● **TAREA A**
Traduce al inglés esta oración del texto sobre el esfuerzo corporal: «Nuestra alma se encuentra en unión con el cuerpo por su creación, y subordinada al cuerpo a causa de la caída en el pecado.»
● **TAREA B**
Escribe la parte que sigue al texto sobre el esfuerzo corporal, empezando justo después de su última oración.

● **TEXTO DE LA PÁGINA**
▼
El Señor misericordioso llama a todos los hombres a servirle. El servicio a Dios va unido con la crucifixión del hombre antiguo, con el rechazo de los deseos carnales y pecaminosos y de siquiera pensar en ellos, implica un esfuerzo; pero ese esfuerzo tiene el consuelo que da la tranquilidad de conciencia y la gracia de Dios. «Mi yugo es fácil, y ligera mi carga» (San Mateo 11:30). Quien desea comenzar a servir a Dios con el fin de recibirlo en la casa de su alma y agasajarlo debe comenzar con el esfuerzo corporal, con el cumplimiento de los mandamientos evangélicos por medio de la actividad corporal y física. Nuestra alma se encuentra en unión con el cuerpo por su creación, y subordinada al cuerpo a causa de la caída en el pecado. Se contagia de enfermedades pecaminosas y pasiones a causa de las acciones corporales; se erradican de ella las pasiones, se crean en ella buenos hábitos, las virtudes también por medio de las acciones corporales. Quien se permita actuar por impulso de la ira, se somete a causa del hábito creado por acción de la pasión de la ira; quien se permite actuar por sugestión de la codicia se contagia de la pasión del amor al dinero, la avaricia, la tacañería. De este modo todas las pasiones entran en el alma por medio de la actividad externa del hombre. De aquí se desprende la importancia del esfuerzo corporal; es imprescindible para echar las pasiones por medio de las acciones contrarias a los que exigen las pasiones; es necesario para plantar virtudes en el corazón, como lo enseña el Evangelio. El esfuerzo corporal prudente, basado en la palabra de Dios, iluminado por la palabra de Dios, libera en gran medida al hombre del pecado, crea de él un confidente de la virtud, un servidor de Cristo. De este esfuerzo físico, rápidamente procede el esfuerzo espiritual, capaz de otorgar la salvación.
El esfuerzo físico si es frío, como acalorado, ajeno a lo espiritual, ajeno a la prudencia espiritual, que exige la palabra de Dios y debiera ser el alma de la hazaña corporal, es destructivo. Conduce al engreimiento, al desprecio y a la condenación de los demás, conduce al autoengaño, crea un fariseo interior, se aleja de Dios, se une a Satanás.
▲
● **DATOS DE ENTRADA**
▼
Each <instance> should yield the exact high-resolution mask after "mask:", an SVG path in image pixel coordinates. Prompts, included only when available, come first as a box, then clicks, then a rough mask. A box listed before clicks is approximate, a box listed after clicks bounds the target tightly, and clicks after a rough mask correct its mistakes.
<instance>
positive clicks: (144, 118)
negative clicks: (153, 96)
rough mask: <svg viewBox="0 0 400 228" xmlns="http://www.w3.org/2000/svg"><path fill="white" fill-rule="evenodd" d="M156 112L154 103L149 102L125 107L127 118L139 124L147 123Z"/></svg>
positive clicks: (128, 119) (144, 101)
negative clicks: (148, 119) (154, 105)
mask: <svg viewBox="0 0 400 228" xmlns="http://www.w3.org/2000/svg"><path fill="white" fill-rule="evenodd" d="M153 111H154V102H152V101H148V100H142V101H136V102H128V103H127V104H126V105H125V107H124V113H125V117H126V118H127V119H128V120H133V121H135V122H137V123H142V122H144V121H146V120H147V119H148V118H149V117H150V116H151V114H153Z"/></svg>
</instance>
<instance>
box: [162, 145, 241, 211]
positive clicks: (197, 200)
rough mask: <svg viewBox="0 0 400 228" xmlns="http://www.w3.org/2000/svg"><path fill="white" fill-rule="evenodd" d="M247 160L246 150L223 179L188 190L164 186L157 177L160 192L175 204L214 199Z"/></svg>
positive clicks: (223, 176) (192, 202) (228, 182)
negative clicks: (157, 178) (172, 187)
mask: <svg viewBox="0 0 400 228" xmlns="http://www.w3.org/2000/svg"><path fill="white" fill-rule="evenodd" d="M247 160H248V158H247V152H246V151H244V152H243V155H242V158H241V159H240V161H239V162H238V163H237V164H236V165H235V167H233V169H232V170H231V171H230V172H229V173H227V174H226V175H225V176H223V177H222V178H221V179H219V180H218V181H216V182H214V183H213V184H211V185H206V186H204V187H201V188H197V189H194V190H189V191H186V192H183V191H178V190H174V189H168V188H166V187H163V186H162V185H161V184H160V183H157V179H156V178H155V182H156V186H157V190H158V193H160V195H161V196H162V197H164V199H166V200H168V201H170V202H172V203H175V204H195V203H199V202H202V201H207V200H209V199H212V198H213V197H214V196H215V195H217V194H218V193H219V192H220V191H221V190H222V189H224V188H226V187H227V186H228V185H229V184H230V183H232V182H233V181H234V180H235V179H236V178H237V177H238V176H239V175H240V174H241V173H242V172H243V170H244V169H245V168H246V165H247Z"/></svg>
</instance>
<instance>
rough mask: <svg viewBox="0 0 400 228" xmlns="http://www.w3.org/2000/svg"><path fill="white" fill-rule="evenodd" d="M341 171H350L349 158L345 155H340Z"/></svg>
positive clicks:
▲
● **RESPUESTA A**
Our soul is united with the body by its creation, and subordinate to the body because of the fall into sin.

● **RESPUESTA B**
Cuando la gracia de Dios ilumina profusamente al piadoso cristiano, entonces se abre en él abundantemente el esfuerzo espiritual, que lo guía hacia la perfección cristiana. Entonces se le revela al alma su pecaminosidad, que hasta ahora no veía. Entonces se cae el velo que cubría su vista, y se le presenta al alma la grandiosa e inconmensurable eternidad, que hasta ahora le era oculta. Entonces la hora de la muerte que se percibía lejos, se acerca y se presenta ante la misma alma, ante su vista. Entonces la vida terrenal, que hasta ahora parecía eterna, se reduce a medidas breves y cortas: la vida pasada es como el sueño de la noche pasada. Lo que queda de la carrera de la vida pasa a ser meramente una hora previa a la muerte, agónica. Entonces desde lo más profundo del alma surgen gemidos hasta ahora desconocidos. Surge un llanto que hasta ahora nunca había sentido. Surge una oración que hasta ahora nunca había pronunciado. Surgen la oración y el llanto en lo más profundo del alma, la mente y el corazón la pronuncian mientras la boca calla, se elevan al cielo, postran al orante a los pies del Salvador, lo mantienen a Sus pies; el alma, al confesar su pecaminosidad y la grandeza infinita de Dios, entra en la perfección, es introducida en la perfección por la mano del bondadosísimo Dios, Quien creó al hombre y lo vuelve a crear. «Bendice, alma mía, al Señor que purifica tus iniquidades, cura todas tus dolencias. Él redime tu vida de la corrupción, Él te corona de misericordias y de generosidades, se renovará como la del águila tu juventud» (Salmo 102:2–5) con el todo poderío del Salvador que renovó nuestro ser en Él y nos renovó con Él. Amén.